SOAL TERTULIS -> Lanjutkan tulisan tentang Amerika sebagai imperium global di bawah ini, dimulai sesudah kalimat terakhirnya.

HOME

BERITA

WAWANCARA

FEATURE

ARTIKEL

KAMI


Leput412

Sastra Minahasa

Sejarah Minahasa

Potret Minahasa


Minggu, 28 Februari 2010

Gereja Berhadapan dengan Kekuatan Global Amerika

Oleh: Denni Pinontoan

1. Amerika Sebagai Imperium Global
Amerika, Pasca Perang Dunia II tiba-tiba menjadi penguasa dunia. Muto Ichiyō penulis Jepang dan juga profesor sosiologi menegaskan pendapatnya bahwa pasca Perang Dunia ke-II Amerika telah tampil sebagai penguasa dunia yang menghegemoni bangsa-bangsa di dunia, baik di bidang politik, militer maupun ekonomi (Reformed World, Volume 54, No 4, December, 2006, p. 348.) Era ini, oleh J. Milburn Thompson menyebutnya sebagainya fase ketiga sejarah kolonialialisme dunia. Di era inilah Amerika Serika tampil sebagai kekuatan Neo-Kolonial abad ke-20 (Thompson: 2009, 23). Imprealisme dan kolonialisme dalam sejarah dunia pra imperium global Amerika, menurut Ichiyo dicirikan oleh tiga hal, yaitu: (1) Kekuatan yang dipakai untuk menundukkan kekuatan mayoritas populasi dunia di bawah mereka sebagai wilayah koloni, (2) Terjadi perang antara satu dengan yang lainnya sehingga menimbulkan konflik bersenjata, dan akhirnya perang besar seperti dalam kasus kedua Perang Dunia, dan (3) dari perjuangan ini, salah satu dari mereka akan selalu muncul sebagai kekuatan hegemonik meletakkan aturan bagi semua orang (Ichiyo dalam Reformed World: 2006, 348).
Imperialisme dalam pengertian ini berakhir dengan munculnya Amerika Serikat yang memegang posisi hegemonik menjelang akhir Perang Dunia II. Tapi ciri imprealisme Amerika berbeda dengan imprealisme Inggris. Amerika agaknya tidak tertarik untuk perluasan wilayah teritorial, seperti yang dilakukan oleh beberapa negara penjajah Eropa sebelumnya, seperti Spanyol, Portugis, Inggris, dan Belanda. Amerika berusaha untuk mengintegrasikan seluruh dunia di bawah satu kekuasaan dan kontrol, melalui kekuatan militer, ideologi dan pasar bebas (Ichiyo dalam Reformed World: 2006, 349).

DATA YANG DIBERIKAN ->
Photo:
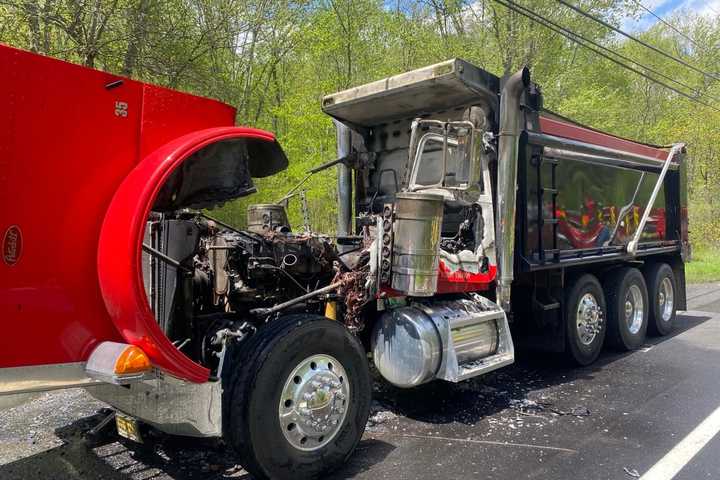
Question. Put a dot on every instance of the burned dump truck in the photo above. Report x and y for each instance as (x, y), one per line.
(470, 220)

JAWABAN TERTULIS ->
Hal ini menurut Ichiyō dikarenakan oleh: (1) Keanehan pemahaman orang Amerika, bahwa negara hanya didefinisikan oleh batas-batas yang pernah maju (bukan batas-batasnya dengan pasti batas-batas nasional yang telah disepakati dengan negara-negara tetangga); (2) modus produksi Amerika (produksi massal) yang menghasilkan dalam jumlah sangat besar kebutuhan barang-barang konsumsi massa oleh banyak orang di luar pasar nasional; (3) Muncul gerakan di negara-negara koloni untuk melawan imperialisme teritorial, yang membuat penguasaan wilayah tidak dapat dipertahankan, dan (4) ideologi orang Amerika, bahwa Amerika mempunyai misi untuk menyebar ke seluruh dunia melalui nilai-nilai pasar bebas dan kebebasan yang dianggap sebagai nilai universal (Reformed World: 2006, 349).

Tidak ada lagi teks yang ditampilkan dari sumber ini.